Raw records
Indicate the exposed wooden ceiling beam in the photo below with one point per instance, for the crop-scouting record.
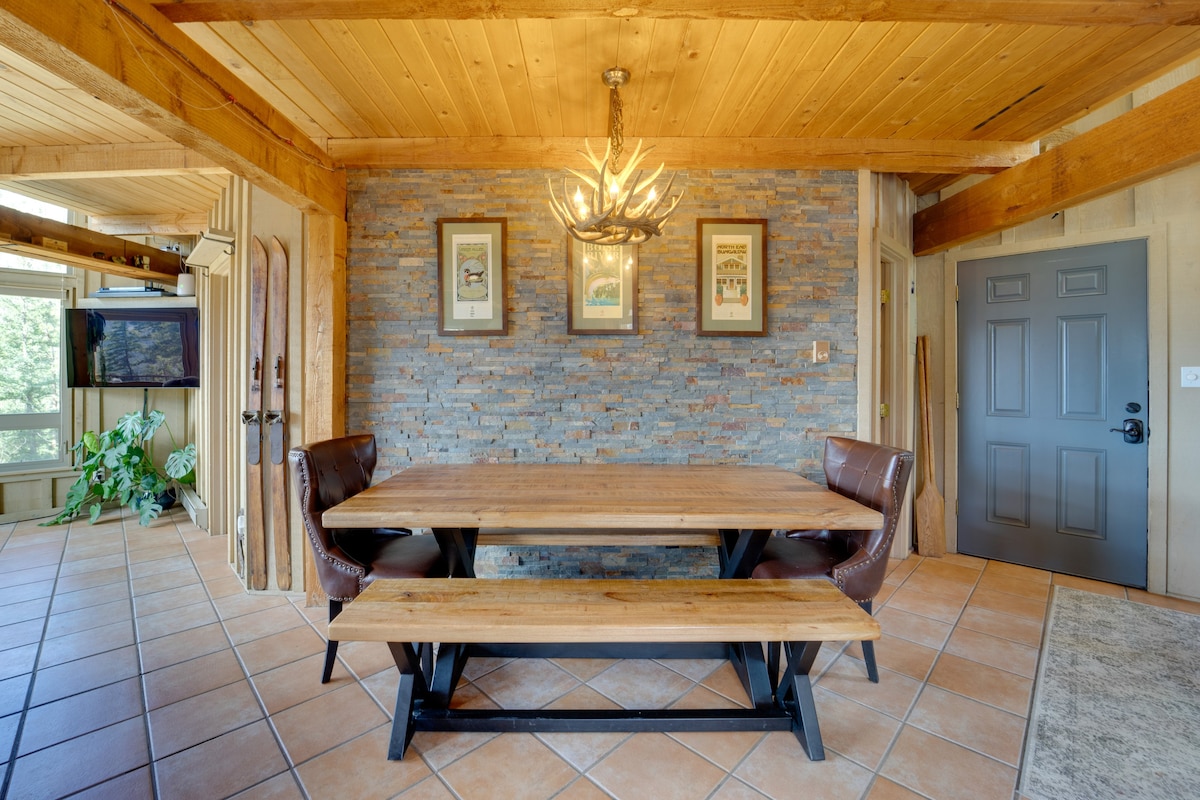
(103, 161)
(126, 54)
(516, 152)
(145, 224)
(1141, 144)
(1044, 12)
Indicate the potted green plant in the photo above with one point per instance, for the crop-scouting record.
(118, 465)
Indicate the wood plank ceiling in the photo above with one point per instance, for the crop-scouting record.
(931, 90)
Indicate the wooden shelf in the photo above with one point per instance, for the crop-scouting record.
(87, 263)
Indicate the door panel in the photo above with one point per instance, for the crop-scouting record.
(1053, 356)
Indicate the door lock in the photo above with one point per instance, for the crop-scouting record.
(1132, 429)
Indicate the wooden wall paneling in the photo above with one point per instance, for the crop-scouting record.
(403, 96)
(541, 67)
(424, 74)
(689, 89)
(870, 80)
(733, 49)
(439, 43)
(483, 68)
(235, 46)
(667, 37)
(570, 43)
(331, 110)
(364, 72)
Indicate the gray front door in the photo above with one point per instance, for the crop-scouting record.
(1053, 356)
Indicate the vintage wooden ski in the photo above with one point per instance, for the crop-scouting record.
(274, 420)
(252, 417)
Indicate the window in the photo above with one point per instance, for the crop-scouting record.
(31, 376)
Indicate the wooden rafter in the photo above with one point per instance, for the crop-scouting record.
(61, 162)
(1047, 12)
(1150, 140)
(516, 152)
(130, 56)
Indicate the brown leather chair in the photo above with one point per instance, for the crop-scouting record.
(856, 560)
(325, 473)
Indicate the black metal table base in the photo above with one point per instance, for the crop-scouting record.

> [Work instructions]:
Format every line from the one containing "Indicate the brown" through the end of the records as a numbered list, omitting any blank lines.

> [Output]:
1. Indicate the brown leather chair in the photo above with one point per instance, for the crop-scouting record.
2. (856, 560)
3. (325, 473)
4. Indicate the black metal table base in the photo above with one point per instance, for the crop-scouting record.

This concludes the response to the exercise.